[Dataset items]

++++++++++++++++++++

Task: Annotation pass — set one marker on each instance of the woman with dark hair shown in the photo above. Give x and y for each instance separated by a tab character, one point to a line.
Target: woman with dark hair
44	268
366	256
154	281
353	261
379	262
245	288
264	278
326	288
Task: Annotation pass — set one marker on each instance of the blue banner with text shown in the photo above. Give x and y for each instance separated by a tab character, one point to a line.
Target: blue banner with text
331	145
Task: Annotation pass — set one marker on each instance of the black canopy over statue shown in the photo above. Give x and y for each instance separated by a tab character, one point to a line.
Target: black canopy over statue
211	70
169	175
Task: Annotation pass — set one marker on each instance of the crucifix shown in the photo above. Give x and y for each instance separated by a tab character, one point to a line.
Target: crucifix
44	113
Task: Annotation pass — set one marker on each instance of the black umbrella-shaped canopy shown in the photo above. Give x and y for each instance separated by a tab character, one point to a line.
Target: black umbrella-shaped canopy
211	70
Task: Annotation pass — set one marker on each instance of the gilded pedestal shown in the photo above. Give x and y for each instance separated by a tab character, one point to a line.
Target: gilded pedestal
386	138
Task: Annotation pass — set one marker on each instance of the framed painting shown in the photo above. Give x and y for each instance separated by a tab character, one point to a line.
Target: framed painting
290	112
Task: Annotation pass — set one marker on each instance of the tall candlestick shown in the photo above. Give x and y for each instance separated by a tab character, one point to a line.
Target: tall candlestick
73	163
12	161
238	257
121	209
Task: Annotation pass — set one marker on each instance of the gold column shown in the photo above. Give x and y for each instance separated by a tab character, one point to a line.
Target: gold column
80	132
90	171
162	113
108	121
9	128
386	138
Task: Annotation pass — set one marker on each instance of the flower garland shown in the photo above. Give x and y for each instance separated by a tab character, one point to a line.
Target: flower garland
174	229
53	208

++++++++++++++++++++

Set the records down again in full, exactly as they read.

- EXERCISE OUTPUT:
Task: Annotation pass — set one marker on each instance of the woman with dark hair shown in the photo above. Give x and y for each instance separated by a tab character, one point to a line.
Target: woman with dark hair
44	268
366	256
154	281
353	261
379	262
245	288
264	278
326	288
Task: Annotation pass — set one marker on each instance of the blue banner with text shown in the photo above. Give x and y for each instance separated by a tab character, one point to a line.
Target: blue banner with text
331	145
Task: Annotation pass — set one marker on each instance of the black canopy over statue shown in the photo above. Give x and y for each instance separated by a tab character, one point to a line.
Target: black canopy over statue
211	70
169	175
Task: Annotation pass — set one marker on each instance of the crucifix shown in the photo above. Give x and y for each instance separated by a tab character, one point to a line.
Target: crucifix
44	113
Task: Annotation pass — set one marker on each instance of the black umbrella-shaped canopy shown in the photo above. Give x and y for each instance separated by a tab character, one point to a line.
Target: black umbrella-shaped canopy
211	70
Task: Annotation pass — set one marker on each instance of the gilded pedestal shown in the photo above. Give x and y for each instance separated by a tab character, one point to a line.
Target: gilded pedestal
386	138
Task: Annotation pass — set one marker on each instance of the framed painting shown in the photo above. Give x and y for each instance separated by a tab character, one point to a line.
Target: framed painting
290	112
Task: Annotation pass — set one marker on each instance of the tall candlestick shown in the photo above. Give x and y for each instance separated by a tab character, one point to a line.
Target: tall candlestick
73	163
12	161
238	257
121	209
Task: Annotation pass — set one marker on each instance of the gold column shown in the photo above. Give x and y for each instance separated by a tab character, one point to a line.
Target: gold column
80	132
90	171
162	113
108	121
9	128
386	138
Task: Annotation pass — set one marker on each instance of the flower garland shown in the photo above. Give x and y for each instance separated by a tab character, one point to a line.
Target: flower garland
174	229
53	208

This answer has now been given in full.